(SOURCE INFORMATION)
-- Opening Marker --

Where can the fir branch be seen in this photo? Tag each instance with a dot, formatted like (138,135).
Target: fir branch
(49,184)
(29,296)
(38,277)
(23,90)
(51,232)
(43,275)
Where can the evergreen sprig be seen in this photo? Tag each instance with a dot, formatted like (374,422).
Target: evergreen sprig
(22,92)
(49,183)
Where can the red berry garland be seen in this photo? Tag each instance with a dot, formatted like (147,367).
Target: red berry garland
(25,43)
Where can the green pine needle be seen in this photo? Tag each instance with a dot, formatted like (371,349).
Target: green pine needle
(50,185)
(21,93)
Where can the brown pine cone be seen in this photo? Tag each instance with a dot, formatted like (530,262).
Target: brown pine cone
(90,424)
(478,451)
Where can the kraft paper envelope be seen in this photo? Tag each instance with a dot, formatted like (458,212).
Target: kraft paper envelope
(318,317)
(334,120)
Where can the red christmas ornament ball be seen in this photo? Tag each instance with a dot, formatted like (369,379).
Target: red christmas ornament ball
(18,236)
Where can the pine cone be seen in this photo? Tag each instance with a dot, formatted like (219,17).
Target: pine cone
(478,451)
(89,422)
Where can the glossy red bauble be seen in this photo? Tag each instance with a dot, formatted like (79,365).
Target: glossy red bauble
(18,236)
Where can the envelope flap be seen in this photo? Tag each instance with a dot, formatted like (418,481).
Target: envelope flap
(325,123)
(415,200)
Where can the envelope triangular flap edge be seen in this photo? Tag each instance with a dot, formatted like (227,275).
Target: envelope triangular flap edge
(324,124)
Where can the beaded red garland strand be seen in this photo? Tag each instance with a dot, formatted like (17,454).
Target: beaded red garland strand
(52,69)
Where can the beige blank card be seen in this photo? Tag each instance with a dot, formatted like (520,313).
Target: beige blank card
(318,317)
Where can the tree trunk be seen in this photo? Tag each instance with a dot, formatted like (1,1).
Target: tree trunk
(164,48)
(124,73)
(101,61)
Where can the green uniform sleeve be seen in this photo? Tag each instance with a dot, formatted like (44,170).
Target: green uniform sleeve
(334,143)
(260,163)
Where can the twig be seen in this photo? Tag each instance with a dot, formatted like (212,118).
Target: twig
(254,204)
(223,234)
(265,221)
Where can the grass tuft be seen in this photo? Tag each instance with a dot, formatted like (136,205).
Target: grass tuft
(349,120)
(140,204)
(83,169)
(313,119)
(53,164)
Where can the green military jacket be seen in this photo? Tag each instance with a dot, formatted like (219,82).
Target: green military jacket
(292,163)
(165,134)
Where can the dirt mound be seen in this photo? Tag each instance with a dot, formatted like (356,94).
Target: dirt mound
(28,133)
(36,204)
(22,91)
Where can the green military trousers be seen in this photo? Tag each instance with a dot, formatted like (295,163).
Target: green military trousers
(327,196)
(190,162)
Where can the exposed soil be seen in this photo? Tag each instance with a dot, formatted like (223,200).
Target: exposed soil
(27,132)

-- Closing Marker --

(WHAT IS BEING ASKED) From the entries above, restate word for word the lines from the line containing "Where can the beaded" to the line containing "Where can the grass", both ends included, and nothing more.

(SOLVED EXERCISE)
Where can the beaded red garland strand be seen in this photo? Tag each instance with a dot, formatted like (17,454).
Target: beaded red garland strand
(52,69)
Where can the beige blank card be seen in this photo? Tag each instance with a dot, formatted like (520,313).
Target: beige blank card
(318,317)
Where can the tree trunk be seen in this photo? Tag each instance with a dot, formatted like (1,1).
Target: tree trunk
(164,48)
(124,73)
(101,61)
Where can the green uniform sleeve be seen in this photo? Tag each instance with a dot, formatted like (44,170).
Target: green uniform sleeve
(334,143)
(260,163)
Where can the twig be seen in this photo? Tag each instance with a dot, formatted like (212,118).
Target: twig
(254,204)
(223,234)
(265,221)
Where can the grass tuft be seen in this photo? Tag each instance with a dot, formatted like (136,205).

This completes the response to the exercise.